▶ [Your goal]
Copy out the rows below word for word, from the line containing "Exercise. Put one point on every instance of the foil" through the final line, both ends included.

▶ [Raw records]
== == ==
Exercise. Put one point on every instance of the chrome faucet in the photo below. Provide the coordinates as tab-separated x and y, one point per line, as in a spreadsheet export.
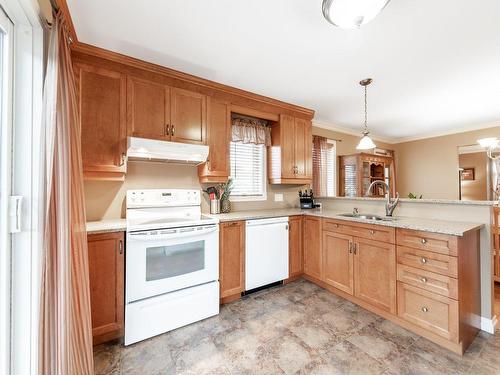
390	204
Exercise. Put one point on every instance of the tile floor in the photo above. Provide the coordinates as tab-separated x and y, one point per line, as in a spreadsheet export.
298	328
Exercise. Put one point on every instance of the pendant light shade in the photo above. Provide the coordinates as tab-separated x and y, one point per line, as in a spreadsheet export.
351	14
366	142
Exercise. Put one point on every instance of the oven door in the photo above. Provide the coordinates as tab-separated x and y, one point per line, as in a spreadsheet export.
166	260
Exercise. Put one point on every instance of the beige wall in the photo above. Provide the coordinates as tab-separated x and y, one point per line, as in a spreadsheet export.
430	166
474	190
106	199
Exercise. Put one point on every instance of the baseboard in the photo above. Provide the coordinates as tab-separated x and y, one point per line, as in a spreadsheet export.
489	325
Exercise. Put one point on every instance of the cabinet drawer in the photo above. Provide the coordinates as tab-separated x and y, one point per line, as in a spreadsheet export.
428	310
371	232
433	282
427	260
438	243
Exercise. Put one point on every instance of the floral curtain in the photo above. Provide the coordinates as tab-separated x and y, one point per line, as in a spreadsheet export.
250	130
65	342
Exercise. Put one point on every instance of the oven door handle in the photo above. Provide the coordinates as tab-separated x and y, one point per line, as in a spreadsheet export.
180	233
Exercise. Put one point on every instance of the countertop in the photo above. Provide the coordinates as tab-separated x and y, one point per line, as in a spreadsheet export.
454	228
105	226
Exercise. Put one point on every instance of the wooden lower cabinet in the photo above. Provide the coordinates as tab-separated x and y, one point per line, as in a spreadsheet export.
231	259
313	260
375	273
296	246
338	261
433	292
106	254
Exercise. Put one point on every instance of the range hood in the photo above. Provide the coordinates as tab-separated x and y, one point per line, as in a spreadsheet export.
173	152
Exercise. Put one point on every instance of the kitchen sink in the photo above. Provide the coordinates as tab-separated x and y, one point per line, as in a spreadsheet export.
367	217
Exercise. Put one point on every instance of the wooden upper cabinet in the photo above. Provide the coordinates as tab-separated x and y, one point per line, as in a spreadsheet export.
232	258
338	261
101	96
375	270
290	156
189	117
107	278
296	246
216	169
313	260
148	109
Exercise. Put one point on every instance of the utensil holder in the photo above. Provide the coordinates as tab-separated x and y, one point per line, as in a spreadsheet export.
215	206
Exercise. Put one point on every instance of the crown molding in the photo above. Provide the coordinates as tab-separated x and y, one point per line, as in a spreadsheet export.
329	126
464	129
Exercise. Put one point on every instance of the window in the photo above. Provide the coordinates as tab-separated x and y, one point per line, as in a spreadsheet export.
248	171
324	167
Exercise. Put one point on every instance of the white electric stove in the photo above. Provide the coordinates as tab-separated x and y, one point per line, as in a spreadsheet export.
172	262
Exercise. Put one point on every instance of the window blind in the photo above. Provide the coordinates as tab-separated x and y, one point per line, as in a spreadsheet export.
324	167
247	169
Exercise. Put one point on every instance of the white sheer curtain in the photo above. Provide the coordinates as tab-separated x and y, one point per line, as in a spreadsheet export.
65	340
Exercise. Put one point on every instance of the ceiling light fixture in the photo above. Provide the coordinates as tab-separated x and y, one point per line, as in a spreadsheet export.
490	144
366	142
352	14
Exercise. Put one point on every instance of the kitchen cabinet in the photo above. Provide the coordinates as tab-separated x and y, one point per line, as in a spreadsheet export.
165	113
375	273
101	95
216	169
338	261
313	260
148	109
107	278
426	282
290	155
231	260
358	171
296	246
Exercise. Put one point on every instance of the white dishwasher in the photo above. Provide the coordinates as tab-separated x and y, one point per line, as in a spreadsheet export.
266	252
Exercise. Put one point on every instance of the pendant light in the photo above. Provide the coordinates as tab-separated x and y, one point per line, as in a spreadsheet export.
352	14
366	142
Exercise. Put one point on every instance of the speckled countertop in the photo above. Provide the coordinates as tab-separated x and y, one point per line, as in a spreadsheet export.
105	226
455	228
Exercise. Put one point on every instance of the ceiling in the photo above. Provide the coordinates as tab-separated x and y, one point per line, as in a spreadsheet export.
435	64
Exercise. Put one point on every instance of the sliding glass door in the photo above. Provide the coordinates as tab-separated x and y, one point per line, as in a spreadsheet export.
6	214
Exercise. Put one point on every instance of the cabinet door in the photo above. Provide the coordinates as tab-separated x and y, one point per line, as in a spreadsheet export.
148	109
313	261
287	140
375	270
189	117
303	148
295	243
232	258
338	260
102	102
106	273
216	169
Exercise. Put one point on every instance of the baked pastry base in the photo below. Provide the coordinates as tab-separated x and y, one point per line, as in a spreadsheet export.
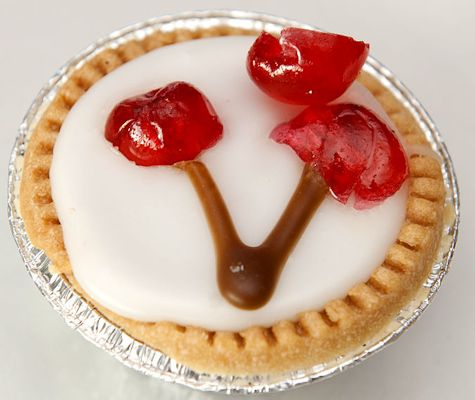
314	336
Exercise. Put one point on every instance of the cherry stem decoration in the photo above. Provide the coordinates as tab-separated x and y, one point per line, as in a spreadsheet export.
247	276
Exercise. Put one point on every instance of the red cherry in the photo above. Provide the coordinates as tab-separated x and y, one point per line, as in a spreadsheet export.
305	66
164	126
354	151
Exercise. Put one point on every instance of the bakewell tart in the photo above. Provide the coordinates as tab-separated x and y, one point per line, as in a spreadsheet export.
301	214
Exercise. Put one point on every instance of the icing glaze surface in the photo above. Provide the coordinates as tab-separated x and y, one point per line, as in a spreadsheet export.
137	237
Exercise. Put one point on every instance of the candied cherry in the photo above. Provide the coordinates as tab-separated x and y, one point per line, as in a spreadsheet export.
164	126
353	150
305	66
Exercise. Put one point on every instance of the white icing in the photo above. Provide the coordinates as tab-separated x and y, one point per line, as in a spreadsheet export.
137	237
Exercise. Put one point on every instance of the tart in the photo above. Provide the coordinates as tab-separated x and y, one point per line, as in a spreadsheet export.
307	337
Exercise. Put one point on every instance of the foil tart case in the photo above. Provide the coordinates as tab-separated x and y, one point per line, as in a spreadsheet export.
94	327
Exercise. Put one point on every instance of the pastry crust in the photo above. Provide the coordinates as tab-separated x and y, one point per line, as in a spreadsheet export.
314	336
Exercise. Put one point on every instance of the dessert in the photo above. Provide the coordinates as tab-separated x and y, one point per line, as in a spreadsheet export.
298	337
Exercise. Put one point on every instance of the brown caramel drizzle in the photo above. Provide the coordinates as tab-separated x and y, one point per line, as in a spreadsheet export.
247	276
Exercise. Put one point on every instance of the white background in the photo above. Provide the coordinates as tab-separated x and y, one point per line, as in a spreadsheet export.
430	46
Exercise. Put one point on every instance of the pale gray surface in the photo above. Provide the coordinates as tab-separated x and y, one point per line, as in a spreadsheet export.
== == ==
▶ [Result]
Exercise. Put one point on every instance of the foil tart case in the photo above. Provide the coordinates as tab-separated x and y, one point per line, as in a spreadsheet export.
94	327
Exercise. Put one point on every instance of the pastry crust in the photo above. Provide the coordinates as tab-separated x and y, one point per line, as in a spreadsheet export.
314	336
Exercise. Put one point on every instance of the dessert in the photo above. Provide the coordinates as tab-separated x and y, one point per line, as in a spreadsheet export.
298	337
Exercise. Put one point on every instance of the brown caramel drizzle in the photo above. Provide the coordinates as tab-separated x and y, one point per line, as in a spreadsheet export.
247	276
Exercise. Put one point on every instance of the white background in the photo above. Provide the coordinates as tab-separated x and y, one point per line, as in a spreadsheet export.
430	46
Exercise. Put one point on every instance of the pale gray surface in the photo above. Provide the coordinates as tab-separated x and y, one point per line, as in a spreadsheet export.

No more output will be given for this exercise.